Convert the lines below into a JSON list of strings, one string per line, with blank lines skipped. Leave the pictures out of the list.

### THE INPUT:
___

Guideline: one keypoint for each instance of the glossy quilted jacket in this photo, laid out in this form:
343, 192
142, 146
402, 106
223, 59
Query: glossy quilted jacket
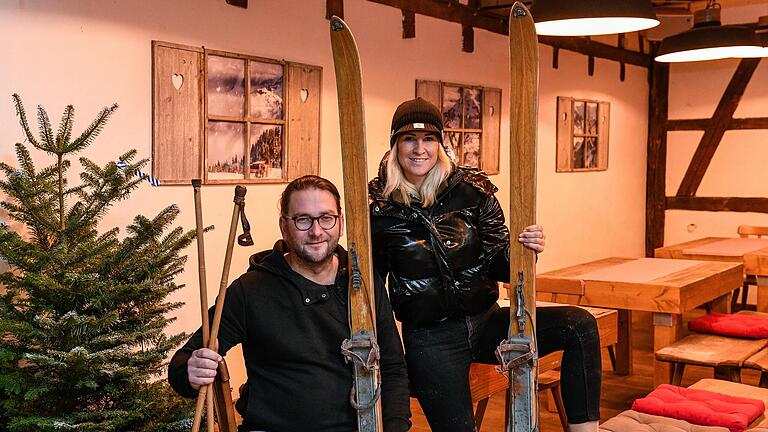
444, 260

___

### TASK ANSWER:
[
  "Guideline: one keypoint for each instance of the glossy quilted jacket in this photo, laid out in this form:",
  "343, 192",
  "142, 146",
  "402, 106",
  "223, 59",
  "Query: glossy quilted jacket",
  "444, 260"
]